### [Consigne]
Recopiez à l'identique toutes les lignes, de celle qui contient « Please mark every cloudy » jusqu'à celle qui contient « 52, 92, 300, 127 », ces deux lignes comprises. Ne reproduisez aucune autre ligne.

********

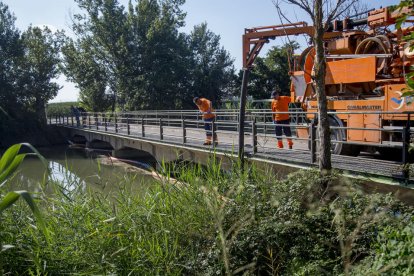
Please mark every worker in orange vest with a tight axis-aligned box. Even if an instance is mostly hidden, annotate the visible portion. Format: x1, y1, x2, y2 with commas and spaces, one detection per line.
193, 97, 218, 145
272, 88, 293, 149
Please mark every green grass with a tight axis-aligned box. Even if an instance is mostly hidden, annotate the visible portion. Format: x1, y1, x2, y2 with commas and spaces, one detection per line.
0, 156, 413, 275
46, 102, 79, 117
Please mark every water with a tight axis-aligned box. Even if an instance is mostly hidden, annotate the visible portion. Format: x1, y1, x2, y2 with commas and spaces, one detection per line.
9, 146, 154, 193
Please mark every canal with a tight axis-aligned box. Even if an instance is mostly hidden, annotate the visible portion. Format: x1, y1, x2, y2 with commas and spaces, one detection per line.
9, 146, 155, 193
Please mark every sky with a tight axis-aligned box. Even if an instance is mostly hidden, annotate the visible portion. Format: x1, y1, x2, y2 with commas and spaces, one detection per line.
0, 0, 400, 102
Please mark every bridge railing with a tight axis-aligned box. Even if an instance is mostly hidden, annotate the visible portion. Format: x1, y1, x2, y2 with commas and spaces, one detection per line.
49, 109, 413, 181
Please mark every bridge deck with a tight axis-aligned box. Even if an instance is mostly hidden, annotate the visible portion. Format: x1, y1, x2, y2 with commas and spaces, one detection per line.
59, 125, 414, 185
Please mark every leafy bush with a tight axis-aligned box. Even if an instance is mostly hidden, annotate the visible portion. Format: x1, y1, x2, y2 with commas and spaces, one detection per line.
353, 220, 414, 275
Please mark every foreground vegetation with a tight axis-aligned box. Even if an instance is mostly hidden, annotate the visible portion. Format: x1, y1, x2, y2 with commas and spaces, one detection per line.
0, 152, 414, 275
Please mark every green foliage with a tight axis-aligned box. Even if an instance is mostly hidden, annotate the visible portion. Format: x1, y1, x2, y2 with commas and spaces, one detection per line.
0, 2, 63, 138
353, 220, 414, 275
0, 155, 413, 275
0, 144, 49, 250
237, 42, 299, 100
395, 0, 414, 98
63, 0, 234, 111
46, 102, 78, 118
188, 23, 235, 103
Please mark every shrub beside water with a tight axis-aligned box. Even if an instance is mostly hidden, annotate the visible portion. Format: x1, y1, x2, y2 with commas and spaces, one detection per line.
0, 160, 413, 275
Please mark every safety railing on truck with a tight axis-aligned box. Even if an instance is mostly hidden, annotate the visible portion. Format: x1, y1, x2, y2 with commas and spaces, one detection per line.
48, 109, 413, 182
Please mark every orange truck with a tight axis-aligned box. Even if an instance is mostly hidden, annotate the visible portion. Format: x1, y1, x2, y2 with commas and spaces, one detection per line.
243, 7, 414, 155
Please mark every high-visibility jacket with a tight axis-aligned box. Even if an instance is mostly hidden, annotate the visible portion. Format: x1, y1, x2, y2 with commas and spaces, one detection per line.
197, 98, 216, 119
272, 96, 290, 121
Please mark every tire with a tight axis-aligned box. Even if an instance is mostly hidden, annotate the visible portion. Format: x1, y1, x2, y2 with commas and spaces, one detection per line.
308, 115, 361, 156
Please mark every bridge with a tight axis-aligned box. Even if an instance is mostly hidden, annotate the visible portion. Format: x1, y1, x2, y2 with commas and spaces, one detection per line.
48, 110, 414, 187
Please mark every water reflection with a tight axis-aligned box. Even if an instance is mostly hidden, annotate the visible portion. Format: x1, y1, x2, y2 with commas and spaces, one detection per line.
10, 147, 153, 195
48, 161, 86, 192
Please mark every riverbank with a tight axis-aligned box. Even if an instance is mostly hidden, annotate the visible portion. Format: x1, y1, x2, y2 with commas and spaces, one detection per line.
0, 126, 67, 149
0, 156, 414, 275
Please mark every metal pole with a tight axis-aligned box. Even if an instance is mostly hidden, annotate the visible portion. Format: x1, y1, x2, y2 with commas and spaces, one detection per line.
114, 114, 118, 133
160, 118, 164, 140
181, 118, 187, 144
309, 123, 316, 164
239, 68, 250, 168
127, 115, 131, 135
141, 118, 145, 137
211, 119, 216, 146
402, 113, 411, 184
252, 117, 257, 154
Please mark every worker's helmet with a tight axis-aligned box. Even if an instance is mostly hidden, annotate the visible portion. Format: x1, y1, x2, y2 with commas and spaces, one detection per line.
272, 88, 280, 98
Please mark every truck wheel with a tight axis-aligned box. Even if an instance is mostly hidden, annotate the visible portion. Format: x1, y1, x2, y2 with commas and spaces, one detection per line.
309, 115, 361, 156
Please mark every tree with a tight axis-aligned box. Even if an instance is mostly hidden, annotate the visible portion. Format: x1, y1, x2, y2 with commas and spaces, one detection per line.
237, 42, 299, 100
17, 27, 63, 125
62, 37, 113, 112
274, 0, 359, 174
188, 23, 234, 105
0, 2, 23, 118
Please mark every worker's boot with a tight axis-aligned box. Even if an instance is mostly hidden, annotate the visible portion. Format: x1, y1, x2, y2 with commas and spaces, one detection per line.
288, 139, 293, 149
277, 141, 283, 149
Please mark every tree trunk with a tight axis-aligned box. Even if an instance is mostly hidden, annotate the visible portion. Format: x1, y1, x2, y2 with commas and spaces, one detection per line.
313, 0, 332, 174
35, 99, 47, 128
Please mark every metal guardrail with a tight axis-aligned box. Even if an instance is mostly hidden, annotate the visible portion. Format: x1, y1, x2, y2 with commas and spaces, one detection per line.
48, 109, 412, 182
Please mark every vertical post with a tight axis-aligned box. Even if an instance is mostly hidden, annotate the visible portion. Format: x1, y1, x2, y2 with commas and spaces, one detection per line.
211, 119, 216, 146
181, 120, 187, 144
159, 118, 164, 140
239, 68, 250, 171
197, 112, 200, 128
402, 113, 411, 184
141, 118, 145, 137
252, 117, 257, 154
127, 114, 131, 135
309, 122, 316, 164
114, 113, 118, 133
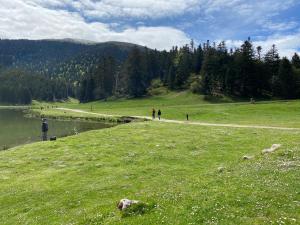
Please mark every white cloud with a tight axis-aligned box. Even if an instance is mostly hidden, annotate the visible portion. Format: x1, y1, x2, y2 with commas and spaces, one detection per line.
25, 0, 201, 18
0, 0, 189, 49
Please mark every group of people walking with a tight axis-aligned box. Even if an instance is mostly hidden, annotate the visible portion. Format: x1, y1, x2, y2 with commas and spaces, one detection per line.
152, 108, 189, 121
152, 108, 161, 120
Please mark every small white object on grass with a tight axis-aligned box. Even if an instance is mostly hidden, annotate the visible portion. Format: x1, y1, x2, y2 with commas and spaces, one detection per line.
243, 155, 254, 160
262, 144, 281, 154
117, 198, 139, 210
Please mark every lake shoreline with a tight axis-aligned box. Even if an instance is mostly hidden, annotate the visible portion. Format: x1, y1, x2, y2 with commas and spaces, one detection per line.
0, 107, 118, 151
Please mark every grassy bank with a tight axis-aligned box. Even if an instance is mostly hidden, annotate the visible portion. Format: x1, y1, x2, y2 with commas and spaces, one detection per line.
0, 122, 300, 225
44, 92, 300, 127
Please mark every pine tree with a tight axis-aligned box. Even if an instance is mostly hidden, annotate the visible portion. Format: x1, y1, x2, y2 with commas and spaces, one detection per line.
292, 53, 300, 69
278, 57, 296, 98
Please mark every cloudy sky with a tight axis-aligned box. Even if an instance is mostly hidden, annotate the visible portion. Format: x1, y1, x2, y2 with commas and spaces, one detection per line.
0, 0, 300, 57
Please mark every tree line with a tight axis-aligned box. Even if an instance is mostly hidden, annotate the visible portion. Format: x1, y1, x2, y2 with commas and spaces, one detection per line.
78, 38, 300, 102
0, 69, 73, 104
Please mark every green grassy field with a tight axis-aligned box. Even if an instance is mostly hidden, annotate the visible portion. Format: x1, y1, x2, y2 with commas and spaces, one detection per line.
0, 93, 300, 225
47, 92, 300, 127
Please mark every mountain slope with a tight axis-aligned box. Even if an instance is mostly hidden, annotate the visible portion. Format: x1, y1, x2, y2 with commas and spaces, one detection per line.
0, 39, 142, 80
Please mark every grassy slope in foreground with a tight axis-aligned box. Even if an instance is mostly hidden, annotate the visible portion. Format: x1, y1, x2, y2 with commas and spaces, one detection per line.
0, 122, 300, 225
52, 92, 300, 127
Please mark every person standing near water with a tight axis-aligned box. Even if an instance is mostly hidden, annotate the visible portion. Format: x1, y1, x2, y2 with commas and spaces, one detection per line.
152, 108, 155, 120
157, 109, 161, 120
42, 118, 48, 141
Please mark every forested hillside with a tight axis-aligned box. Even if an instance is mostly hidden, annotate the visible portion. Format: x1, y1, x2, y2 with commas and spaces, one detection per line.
0, 40, 141, 104
79, 38, 300, 102
0, 38, 300, 103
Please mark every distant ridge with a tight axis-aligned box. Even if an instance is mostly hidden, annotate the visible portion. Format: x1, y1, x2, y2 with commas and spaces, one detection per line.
0, 38, 145, 80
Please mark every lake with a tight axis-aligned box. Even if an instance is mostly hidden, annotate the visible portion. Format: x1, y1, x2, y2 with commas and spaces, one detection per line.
0, 109, 113, 150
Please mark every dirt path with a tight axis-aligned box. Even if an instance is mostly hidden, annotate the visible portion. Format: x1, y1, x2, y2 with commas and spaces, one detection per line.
57, 108, 300, 131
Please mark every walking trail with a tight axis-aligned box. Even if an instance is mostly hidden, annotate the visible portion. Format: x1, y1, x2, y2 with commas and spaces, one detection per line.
57, 108, 300, 131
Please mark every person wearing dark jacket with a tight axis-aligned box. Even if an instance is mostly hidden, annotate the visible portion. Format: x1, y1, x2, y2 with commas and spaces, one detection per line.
157, 109, 161, 120
152, 108, 155, 120
42, 119, 48, 141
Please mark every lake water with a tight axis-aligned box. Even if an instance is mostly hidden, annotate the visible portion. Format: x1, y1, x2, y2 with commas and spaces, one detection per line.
0, 109, 113, 150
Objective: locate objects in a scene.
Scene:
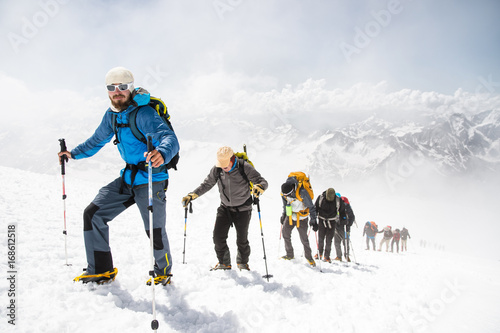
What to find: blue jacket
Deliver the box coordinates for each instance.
[71,90,180,186]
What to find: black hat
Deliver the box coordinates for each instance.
[281,182,294,195]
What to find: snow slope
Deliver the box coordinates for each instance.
[0,166,500,332]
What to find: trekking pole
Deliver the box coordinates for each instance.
[59,139,71,266]
[182,202,193,264]
[253,197,273,282]
[278,221,285,258]
[148,135,159,332]
[314,231,323,273]
[349,237,359,265]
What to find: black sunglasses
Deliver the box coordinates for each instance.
[106,83,132,91]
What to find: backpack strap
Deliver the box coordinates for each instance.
[111,107,141,145]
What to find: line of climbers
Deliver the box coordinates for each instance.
[58,67,409,284]
[363,221,411,253]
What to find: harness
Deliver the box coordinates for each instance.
[318,216,339,229]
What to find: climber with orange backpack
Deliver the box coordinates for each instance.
[363,221,378,251]
[281,171,318,267]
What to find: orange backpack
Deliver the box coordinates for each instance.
[288,171,314,201]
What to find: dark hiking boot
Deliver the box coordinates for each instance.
[238,264,250,271]
[146,274,172,286]
[73,268,118,284]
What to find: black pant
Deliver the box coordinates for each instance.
[213,206,252,265]
[318,219,335,259]
[335,222,349,258]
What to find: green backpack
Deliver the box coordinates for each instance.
[111,96,180,170]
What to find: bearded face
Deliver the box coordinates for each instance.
[108,89,132,111]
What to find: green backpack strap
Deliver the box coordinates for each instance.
[111,108,147,145]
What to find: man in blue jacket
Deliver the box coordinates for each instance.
[59,67,179,284]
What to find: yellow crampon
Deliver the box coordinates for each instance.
[73,267,118,284]
[146,274,172,286]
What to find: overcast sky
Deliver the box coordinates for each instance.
[0,0,500,94]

********

### [Résultat]
Please mark every cloudy sky with a tight axis-aligned box. Even if an instance is mostly hidden, annotate the visible portion. Format: x1, y1, x2, y2 with commas and spaces, one detection per line.
0, 0, 300, 57
Please mark every tree line with a tight axis-aligned box. Even if an instance is mostly hidden, annotate the visible portion. Format: x1, y1, x2, y2 with commas and spaces, one detection per line.
78, 38, 300, 102
0, 69, 73, 104
Please mark every green grassy field with a tight axis-aligned box. Even if an instance is mostly hidden, annotate the visible portion. Format: x1, y1, x2, y2 with commas and spaces, one detection per line.
0, 93, 300, 225
47, 92, 300, 127
Please mark every mountain slope with a tight axis-aligned box. Even if an instance is mostly hidden, annotate the visible portion. Format: x1, y1, x2, y2 with commas and spaces, one detection per line.
0, 39, 142, 80
Please mark every grassy slope in foreground with a tight axis-aligned box. Even if an instance is mostly hidden, annotate the visible portion. Format: x1, y1, x2, y2 with commas and spaces, one detection per line.
0, 122, 300, 225
52, 92, 300, 127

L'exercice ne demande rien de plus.